● TASK A
In the listing, convert everything from the line containing "Identify the dark pupil" down to the end of the listing into a numbered list, leaving out any blank lines.

● PAGE

What am I trying to say?
I think understanding why it's funny.
It is also subtle though, isn't it?
Like I saw the new Alan Partridge show.
yesterday at the screening
and there's so many
moments that you'd say
oh well that's really edgy
but they've thought about it
they've picked the right stuff
they've
there's like a comedy sieve
and you've got to push all your stuff
through the sieve and
refine it and
no I wrote this joke recently about
periods and when I sort of
realized oh my god that's like
I've actually written a really
misogynistic joke there
and you
just you either take it out or you refine it or you put it in a different way and you go
this is what I want to say it's kind of about I don't want to say it's about being clever but it is
a bit isn't it it's about kind of focusing thinking a little bit further yeah thinking about
detail thinking about what stuff means what you know what are the implications of what you're
saying and if you're thinking about the implications both for the laugh and what it means about
the person you're portraying then I think it's going to be okay yeah and also we can make mistakes
maybe sure yes that's the thing i think i think it's like i wish people would think the best of other
people rather than immediately assuming like you fucking bigot you know yeah you're like well
what else have they done in what context is this part of a pattern of bigoted stuff that they're
doing or is this they've just slipped up yeah and you know what it's actually making me think because
also some people can be offended by stuff and that is you know they're
entitled to feel offended, but it doesn't mean you shouldn't be doing the thing full stop.
Had quite an interesting experience years ago now. I had this thing in my show. I think this is
2016. And I think it could be said that I might not do this anymore. But it was a character
who was talking about her, you know, like drug addiction, basically. But then she just goes
through cow, pole, paracetamor, whatever. It was kind of a cheap little bit like that. And this
woman spoke to me afterwards and was like, that was really, really disgusting.
Oh, why?
And because, you know, it was making light of drug addiction.
Okay.
You know, it was a really, like, stupid joke.
It was in, like, a character as well, but it's like, it goes from CalPol to, like,
Vix Vaporub, and I maybe go through 40 different things like that.
Yeah.
So it's really silly and whatever.
But when she spoke to me at the end, I was like, well, to be fair, she's got a point.
And also what, you know, who knows what her experience is with the whole thing.
Am I going to keep doing that bit?
Yeah, to be honest.
I mean, the thing is, how many other people are, you know, that's sad that she felt that
and that she was worried by that.
But at the same time, how many other people are going to watch that bit and think that you
are genuinely making some commentary on what it's really like to be addicted to drugs?

● TASK B
Transcribe everything in the conversation about comedy from "But when she" down to "addicted to drugs?".

● DATA EXCERPTS
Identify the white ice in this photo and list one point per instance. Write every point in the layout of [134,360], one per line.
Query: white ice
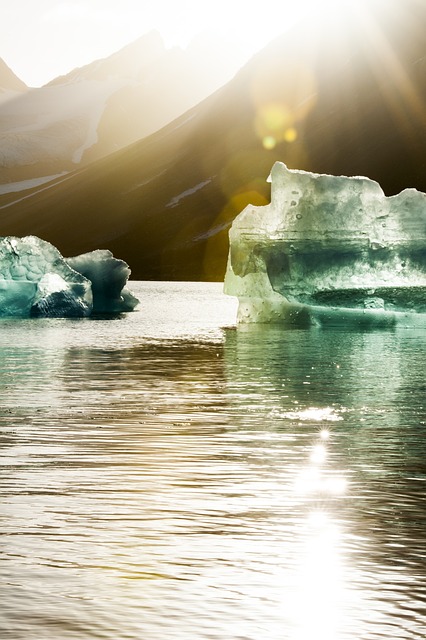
[36,280]
[329,249]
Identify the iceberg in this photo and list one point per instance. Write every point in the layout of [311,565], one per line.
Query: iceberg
[329,250]
[37,281]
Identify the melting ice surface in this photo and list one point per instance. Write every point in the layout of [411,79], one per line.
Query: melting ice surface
[330,249]
[35,280]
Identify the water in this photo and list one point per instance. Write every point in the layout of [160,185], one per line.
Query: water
[166,475]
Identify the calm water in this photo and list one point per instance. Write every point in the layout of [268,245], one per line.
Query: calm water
[166,475]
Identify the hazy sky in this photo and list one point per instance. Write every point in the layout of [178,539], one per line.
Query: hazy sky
[41,39]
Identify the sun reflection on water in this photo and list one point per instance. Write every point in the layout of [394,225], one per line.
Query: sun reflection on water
[317,607]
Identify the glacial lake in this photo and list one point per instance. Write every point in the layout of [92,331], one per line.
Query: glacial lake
[167,475]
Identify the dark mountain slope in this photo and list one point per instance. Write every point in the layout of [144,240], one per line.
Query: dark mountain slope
[344,98]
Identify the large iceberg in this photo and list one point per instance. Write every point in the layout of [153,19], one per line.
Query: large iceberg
[329,249]
[36,280]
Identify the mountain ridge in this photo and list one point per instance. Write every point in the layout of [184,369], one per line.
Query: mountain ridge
[165,204]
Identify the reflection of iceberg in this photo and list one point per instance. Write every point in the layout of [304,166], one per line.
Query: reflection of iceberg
[329,249]
[35,280]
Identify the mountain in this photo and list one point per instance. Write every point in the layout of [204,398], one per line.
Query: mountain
[102,107]
[10,85]
[347,97]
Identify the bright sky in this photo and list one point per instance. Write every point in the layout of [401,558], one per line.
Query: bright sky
[42,39]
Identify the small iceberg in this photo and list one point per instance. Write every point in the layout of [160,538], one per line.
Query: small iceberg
[37,281]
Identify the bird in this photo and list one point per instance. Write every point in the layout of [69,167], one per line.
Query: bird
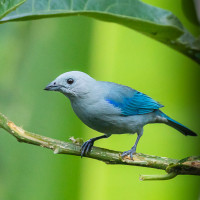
[111,108]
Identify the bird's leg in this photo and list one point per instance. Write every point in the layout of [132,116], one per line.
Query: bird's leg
[133,149]
[86,147]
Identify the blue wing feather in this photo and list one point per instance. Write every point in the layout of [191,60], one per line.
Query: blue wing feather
[131,102]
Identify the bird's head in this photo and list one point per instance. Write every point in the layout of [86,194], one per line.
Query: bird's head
[72,84]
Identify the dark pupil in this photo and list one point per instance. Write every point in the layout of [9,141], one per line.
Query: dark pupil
[70,81]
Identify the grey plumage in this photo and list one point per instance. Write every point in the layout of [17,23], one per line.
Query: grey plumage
[111,108]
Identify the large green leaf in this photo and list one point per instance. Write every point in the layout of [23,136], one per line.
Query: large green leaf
[155,22]
[6,6]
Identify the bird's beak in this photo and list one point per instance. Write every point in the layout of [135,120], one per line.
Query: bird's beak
[52,87]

● WRITTEN ANSWER A
1. Identify the dark pupil in this photo and list one point per instance. Write every point in the layout of [9,141], one per line.
2. Query: dark pupil
3. [70,81]
4. Identify the grey plumage in this photo and list one point per instance. Write every point in the layout of [17,23], one per line.
5. Query: grey plumage
6. [111,108]
7. Identify the large green leaf in this photo and list one point per instance. Write every point in the layout of [23,136], one per line.
8. Query: large green leaf
9. [155,22]
10. [6,6]
11. Identify the bird's beak in this photo and list one point per instance. Write every point in the layout of [135,120], one per line.
12. Query: bird's beak
13. [52,87]

● WRITTEN ANSWER B
But when she spoke to me at the end, I was like, well, to be fair, she's got a point.
And also what, you know, who knows what her experience is with the whole thing.
Am I going to keep doing that bit?
Yeah, to be honest.
I mean, the thing is, how many other people are, you know, that's sad that she felt that
and that she was worried by that.
But at the same time, how many other people are going to watch that bit and think that you
are genuinely making some commentary on what it's really like to be addicted to drugs?